• **Goal of the exercise**: In the travel account below, check each statement against the text. For each, answer yes or no and quote the words that decide it: (a) Vatapa is made with okra. (b) The writer visited Salvador. (c) Fred speaks very good English.

After that I had some snacks because I was very hungry. The stalls in that place has food court , food various parts of Brazil – as mentioned earlier; food of Bahia Salvador  is very famous in Brazil. So I had some food from the stall of Bahia Salvador and the people from Salvador, especially women are easily recognisable because they wear a head scarf .  

When you are in Salvador (or anywhere in Bahia) don't forget to taste some typical dishes.
Acarajé - dish, made with beans, seasoned with salt and onion, fried in dendê (palm) oil and served with pepper sauce, dried shrimps, vatapa, tomato and green pepper
Rice and farofa.
Vatapa is one of the most traditional dishes of Bahia made from bread, shrimp, coconut milk, dendê (palm) oil and nuts (peanuts and/or cashews). It's somewhere between a sauce and a paste and it's used to accompany dishes such as acaraje.
Caruru - dish, made with okra, fish, shrimps, peanuts, cashew nuts and seasoned with oil and peppers
Salvador da Bahia is one of the oldest cities in Brazil and the most populated in the northeast of the country. Bahia, as many call it, has earned the title of "City of Joy" for its popular festivities and its carnival, the largest party in the world. It is the seat of African culture in Brazil. I could not go there due to lack of time and expense involved. In Brazil unlike what people in India think ,only 7.5% is black, 47.5% white and remaining mulatto is around 43%.
I had vatapa and Caruru. After the carnival I went back to Rodolpho’s  house and he was already there . My flight today is at 10 30 pm.  so I had to pack my bag. I was bit late - so I did everything very fast - later I found the tires left my flip flop in his house  !

since I was bit late today, Rodholpho  was kind enough to drop me at the airport and also helped me to check in. To ensure that I am not late, he took me to the right counter so that I can expedite the whole thing.

I am really grateful for whatever he has done for me. Mr Samir Bandopadhyay was supposed to join me from Rio but to see this match, but he never turned up because he cannot come to this place on his own ! so I had to cancel the match ticket, but this plane ticket could not be cancelled automatically. My flight duration (TAM Airlines) is 1 hours 40 minutes and it  will reach Sao Paolo at 1210 am.


When I reached Sao Paulo Guralhos International Airport it is 12.30 am, actually it already 27.6., I heard that there is no bus at that time - so I have to wait till morning .
I heard there is a bus service from Tiete, which leaves for Rio de Janeiro at 3.00 am , late night. but how can I go there ? It is quite far. There is no bus to go there at around 1.30 am . And Taxi is very expensive.

But in the meantime, I made some friends who are coming from Costa Rica and they are also going to Rio de Janeiro. So we hired a taxi and we reached the bus station at Tiete, from where I can take the bus to go to Rio de Janeiro, instead of waiting at Sao Paulo Airport till morning. It takes around 6 - 7 hours to reach Rio de Janeiro. In the early morning, bus travels fast , so we were told that it will reach in 6 hours . I got the bus ticket which goes to Rio. I chatted with my new friend , Fred, almost whole night and he speaks very good English. Interestingly he works in IBM and interact with Indian people. He says Indian people are really smart. I reached Rio early in the morning around 9.30 am and Suhaila was supposed to come to the bus station. She said “that part of the town is dangerous, stand in the station where there are people "

• **Data**:
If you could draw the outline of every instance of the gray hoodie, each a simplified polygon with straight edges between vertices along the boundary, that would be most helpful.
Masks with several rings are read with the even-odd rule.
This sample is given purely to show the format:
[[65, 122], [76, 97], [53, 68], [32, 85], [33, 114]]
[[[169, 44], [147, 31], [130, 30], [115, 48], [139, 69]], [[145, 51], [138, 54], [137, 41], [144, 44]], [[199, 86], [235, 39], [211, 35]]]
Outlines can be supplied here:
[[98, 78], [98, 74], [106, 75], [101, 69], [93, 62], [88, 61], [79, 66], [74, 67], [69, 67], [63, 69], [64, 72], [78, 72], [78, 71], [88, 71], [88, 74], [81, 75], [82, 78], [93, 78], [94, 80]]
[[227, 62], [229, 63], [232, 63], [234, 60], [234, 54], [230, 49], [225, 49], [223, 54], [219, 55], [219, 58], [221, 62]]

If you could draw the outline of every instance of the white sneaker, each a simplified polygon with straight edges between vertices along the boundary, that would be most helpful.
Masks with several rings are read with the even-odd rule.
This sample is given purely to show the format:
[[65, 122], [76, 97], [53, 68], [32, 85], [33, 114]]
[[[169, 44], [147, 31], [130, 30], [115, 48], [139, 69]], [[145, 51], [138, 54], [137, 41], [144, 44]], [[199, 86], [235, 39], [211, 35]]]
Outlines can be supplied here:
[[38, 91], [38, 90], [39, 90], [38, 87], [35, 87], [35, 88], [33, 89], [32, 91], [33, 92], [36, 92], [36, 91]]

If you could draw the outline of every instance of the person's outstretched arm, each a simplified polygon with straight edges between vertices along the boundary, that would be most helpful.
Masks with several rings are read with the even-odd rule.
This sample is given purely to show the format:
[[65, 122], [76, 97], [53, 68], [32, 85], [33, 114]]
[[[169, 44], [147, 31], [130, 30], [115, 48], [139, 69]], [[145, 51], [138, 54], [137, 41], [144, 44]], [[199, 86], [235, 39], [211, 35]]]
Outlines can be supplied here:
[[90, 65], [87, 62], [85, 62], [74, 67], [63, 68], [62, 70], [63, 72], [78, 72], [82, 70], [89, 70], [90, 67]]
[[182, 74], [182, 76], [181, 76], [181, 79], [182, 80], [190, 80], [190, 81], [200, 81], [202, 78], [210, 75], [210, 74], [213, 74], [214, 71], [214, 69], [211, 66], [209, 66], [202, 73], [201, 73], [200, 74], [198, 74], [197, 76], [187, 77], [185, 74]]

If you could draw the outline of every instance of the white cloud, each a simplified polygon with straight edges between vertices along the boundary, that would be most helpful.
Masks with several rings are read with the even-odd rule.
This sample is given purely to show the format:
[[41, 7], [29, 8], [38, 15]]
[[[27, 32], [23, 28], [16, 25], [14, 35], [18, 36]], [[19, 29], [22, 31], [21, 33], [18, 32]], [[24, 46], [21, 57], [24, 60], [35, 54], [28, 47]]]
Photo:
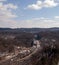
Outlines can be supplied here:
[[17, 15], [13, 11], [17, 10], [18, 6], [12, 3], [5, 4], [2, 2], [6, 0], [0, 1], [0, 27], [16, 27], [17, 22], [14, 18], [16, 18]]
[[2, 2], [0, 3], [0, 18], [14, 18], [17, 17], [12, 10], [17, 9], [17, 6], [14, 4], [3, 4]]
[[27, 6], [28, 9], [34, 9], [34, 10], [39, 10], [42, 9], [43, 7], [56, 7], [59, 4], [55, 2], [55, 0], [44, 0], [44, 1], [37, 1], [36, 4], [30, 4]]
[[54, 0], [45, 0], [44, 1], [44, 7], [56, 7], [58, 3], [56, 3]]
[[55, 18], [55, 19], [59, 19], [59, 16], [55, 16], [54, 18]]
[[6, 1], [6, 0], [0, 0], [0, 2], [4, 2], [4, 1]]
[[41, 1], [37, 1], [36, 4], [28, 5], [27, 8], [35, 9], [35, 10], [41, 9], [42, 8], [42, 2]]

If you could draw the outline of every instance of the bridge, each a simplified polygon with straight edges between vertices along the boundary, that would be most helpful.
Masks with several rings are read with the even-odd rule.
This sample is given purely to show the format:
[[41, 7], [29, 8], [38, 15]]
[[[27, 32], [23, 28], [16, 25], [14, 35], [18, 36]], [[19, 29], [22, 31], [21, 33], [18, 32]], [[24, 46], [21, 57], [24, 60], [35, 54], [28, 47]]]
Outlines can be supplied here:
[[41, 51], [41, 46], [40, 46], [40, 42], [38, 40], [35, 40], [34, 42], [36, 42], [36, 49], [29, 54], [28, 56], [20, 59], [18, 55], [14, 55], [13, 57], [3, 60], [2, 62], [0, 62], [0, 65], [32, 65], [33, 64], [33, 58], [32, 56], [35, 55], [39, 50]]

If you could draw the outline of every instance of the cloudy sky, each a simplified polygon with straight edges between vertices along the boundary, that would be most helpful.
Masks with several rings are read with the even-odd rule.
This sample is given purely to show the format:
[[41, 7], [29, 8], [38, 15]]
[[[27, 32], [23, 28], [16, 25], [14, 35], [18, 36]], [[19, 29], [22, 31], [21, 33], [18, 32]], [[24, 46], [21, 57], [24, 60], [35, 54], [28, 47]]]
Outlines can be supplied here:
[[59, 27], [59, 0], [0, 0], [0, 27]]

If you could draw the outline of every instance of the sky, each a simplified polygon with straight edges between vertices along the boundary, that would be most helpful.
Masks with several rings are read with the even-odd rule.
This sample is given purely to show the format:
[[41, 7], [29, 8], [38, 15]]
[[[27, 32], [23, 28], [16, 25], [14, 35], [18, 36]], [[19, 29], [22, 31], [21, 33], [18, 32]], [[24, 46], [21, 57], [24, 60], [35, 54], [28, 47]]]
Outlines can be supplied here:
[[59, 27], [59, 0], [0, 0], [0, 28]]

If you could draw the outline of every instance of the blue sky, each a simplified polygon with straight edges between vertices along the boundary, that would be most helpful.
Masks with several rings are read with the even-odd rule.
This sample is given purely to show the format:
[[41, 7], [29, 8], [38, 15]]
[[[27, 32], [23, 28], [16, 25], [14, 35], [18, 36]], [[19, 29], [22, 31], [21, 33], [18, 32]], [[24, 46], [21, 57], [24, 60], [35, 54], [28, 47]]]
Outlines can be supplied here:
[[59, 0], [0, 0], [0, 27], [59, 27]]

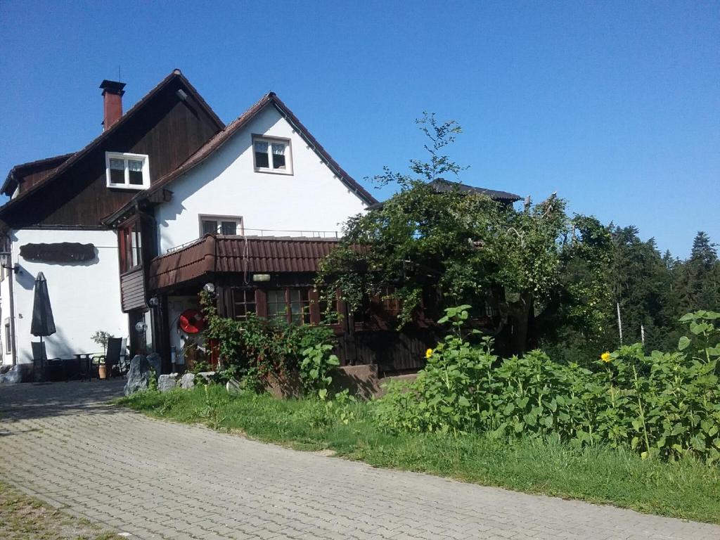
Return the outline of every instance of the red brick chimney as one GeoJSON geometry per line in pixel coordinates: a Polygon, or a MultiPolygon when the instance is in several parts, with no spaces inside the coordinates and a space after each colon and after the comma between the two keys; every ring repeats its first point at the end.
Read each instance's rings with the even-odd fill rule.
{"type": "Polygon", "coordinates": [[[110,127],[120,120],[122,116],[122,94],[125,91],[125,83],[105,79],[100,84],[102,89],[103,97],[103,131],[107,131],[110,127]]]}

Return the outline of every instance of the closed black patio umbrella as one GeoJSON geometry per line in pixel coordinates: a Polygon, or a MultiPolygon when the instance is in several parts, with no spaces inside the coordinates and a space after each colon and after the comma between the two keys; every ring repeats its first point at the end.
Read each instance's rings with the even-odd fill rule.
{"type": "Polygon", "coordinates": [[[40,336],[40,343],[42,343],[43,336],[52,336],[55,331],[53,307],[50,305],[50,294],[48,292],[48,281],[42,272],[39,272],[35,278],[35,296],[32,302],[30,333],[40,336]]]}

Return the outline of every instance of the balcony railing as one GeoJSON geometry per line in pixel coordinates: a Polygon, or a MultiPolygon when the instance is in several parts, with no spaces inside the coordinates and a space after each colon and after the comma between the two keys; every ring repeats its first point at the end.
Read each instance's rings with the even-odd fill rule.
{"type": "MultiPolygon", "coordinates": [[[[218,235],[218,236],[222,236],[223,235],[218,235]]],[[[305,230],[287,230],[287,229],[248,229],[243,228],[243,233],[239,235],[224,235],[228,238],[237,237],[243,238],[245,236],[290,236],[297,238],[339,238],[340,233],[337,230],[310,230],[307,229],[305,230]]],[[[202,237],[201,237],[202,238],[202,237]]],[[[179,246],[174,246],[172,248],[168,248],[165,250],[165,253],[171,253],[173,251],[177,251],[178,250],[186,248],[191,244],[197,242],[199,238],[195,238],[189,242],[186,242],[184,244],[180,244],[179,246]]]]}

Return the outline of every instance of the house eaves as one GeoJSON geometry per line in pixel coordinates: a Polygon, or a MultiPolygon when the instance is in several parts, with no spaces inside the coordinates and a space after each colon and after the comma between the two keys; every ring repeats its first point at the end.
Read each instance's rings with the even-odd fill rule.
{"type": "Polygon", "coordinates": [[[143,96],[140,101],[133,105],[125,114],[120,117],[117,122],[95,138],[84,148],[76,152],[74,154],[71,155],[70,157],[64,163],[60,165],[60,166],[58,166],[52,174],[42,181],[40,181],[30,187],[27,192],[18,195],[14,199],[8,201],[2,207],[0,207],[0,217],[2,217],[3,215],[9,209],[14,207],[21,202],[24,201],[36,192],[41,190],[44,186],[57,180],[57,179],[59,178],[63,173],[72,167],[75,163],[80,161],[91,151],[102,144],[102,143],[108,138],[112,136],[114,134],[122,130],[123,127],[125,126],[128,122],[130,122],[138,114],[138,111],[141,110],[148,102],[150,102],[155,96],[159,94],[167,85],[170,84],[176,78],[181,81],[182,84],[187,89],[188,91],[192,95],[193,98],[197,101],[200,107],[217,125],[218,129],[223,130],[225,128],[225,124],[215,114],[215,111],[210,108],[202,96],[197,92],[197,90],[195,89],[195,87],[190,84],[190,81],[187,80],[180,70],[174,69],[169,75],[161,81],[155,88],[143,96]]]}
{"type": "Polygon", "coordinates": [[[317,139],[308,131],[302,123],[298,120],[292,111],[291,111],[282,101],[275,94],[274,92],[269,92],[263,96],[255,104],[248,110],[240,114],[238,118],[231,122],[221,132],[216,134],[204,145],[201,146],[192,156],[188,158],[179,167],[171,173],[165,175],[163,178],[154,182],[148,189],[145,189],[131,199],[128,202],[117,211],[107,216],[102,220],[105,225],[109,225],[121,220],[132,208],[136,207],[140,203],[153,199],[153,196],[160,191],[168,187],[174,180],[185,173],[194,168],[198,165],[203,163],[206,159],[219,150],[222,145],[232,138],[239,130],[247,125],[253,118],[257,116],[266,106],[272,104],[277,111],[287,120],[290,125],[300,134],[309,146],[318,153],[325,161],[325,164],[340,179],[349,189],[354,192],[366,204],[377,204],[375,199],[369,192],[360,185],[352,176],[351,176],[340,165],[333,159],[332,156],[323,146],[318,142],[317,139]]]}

* * *

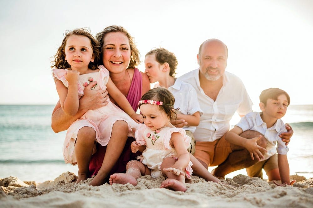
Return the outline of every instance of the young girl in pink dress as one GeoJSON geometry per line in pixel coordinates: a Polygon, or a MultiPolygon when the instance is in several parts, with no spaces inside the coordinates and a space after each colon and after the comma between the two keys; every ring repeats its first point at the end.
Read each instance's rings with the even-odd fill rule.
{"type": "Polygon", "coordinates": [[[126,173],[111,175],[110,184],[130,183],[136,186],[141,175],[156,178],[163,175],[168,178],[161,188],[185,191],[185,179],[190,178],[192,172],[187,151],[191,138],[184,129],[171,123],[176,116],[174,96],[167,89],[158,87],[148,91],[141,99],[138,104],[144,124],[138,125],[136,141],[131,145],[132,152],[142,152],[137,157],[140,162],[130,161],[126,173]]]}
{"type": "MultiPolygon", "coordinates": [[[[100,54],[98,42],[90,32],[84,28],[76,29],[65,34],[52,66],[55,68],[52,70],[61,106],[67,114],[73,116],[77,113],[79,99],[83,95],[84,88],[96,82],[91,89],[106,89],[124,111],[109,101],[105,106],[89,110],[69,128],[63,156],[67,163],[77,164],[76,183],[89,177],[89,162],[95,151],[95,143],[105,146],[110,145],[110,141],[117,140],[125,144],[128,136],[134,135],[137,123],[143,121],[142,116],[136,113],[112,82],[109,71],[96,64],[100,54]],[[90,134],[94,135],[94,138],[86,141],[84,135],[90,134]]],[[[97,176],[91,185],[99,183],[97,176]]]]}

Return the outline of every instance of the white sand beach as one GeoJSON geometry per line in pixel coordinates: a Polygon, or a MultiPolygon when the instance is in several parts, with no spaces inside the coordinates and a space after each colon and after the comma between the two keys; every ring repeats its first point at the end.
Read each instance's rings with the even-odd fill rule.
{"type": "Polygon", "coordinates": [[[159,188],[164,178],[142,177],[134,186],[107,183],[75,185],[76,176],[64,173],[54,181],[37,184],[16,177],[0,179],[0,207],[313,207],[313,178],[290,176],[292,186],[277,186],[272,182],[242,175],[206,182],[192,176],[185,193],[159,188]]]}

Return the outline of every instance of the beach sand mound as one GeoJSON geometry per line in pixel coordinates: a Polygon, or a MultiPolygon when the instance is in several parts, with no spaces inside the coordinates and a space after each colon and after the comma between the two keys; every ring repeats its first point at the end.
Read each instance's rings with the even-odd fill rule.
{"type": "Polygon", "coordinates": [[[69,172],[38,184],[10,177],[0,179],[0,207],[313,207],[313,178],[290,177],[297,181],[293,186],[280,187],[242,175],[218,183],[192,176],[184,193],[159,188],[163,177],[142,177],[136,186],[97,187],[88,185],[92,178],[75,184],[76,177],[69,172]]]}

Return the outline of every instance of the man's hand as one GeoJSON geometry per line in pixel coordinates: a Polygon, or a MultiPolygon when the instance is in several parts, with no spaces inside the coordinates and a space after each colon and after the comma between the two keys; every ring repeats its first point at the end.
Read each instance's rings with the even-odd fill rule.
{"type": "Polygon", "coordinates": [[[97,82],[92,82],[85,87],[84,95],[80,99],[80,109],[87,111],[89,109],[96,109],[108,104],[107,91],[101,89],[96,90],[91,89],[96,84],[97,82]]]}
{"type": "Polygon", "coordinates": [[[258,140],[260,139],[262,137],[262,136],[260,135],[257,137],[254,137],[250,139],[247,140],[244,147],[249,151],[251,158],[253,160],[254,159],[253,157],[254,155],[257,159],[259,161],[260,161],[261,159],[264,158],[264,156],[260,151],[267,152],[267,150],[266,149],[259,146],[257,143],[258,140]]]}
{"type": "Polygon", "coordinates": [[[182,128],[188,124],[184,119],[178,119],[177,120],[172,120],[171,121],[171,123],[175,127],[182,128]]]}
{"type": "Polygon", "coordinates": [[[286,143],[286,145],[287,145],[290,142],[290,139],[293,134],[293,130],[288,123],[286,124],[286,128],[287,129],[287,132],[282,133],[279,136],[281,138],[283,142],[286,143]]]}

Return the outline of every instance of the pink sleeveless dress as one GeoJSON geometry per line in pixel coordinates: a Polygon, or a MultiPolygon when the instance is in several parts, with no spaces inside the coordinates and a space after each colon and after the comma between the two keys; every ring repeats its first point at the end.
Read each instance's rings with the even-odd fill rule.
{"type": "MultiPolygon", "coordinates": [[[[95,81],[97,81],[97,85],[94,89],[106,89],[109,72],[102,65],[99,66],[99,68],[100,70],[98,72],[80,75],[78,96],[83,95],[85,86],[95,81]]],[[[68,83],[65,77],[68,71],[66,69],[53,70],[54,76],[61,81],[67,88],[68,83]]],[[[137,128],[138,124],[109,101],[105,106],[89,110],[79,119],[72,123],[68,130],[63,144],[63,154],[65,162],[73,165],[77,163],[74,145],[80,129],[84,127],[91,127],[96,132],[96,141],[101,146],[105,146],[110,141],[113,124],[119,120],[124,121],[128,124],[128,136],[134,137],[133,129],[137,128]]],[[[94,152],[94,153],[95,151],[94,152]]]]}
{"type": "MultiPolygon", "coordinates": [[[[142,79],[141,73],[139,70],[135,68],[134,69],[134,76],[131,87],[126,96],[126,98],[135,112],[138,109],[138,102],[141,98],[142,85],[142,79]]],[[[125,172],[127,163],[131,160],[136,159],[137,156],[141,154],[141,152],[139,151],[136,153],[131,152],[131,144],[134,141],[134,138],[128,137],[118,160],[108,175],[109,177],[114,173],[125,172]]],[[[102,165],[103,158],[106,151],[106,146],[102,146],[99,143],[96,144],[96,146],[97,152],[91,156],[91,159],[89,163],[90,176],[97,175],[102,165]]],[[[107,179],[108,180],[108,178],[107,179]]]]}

• **Exercise output**:
(a) No: "Vatapa is one of the most traditional dishes of Bahia made from bread, shrimp, coconut milk, dendê (palm) oil and nuts (peanuts and/or cashews)."
(b) No: "I could not go there due to lack of time and expense involved."
(c) Yes: "he speaks very good English."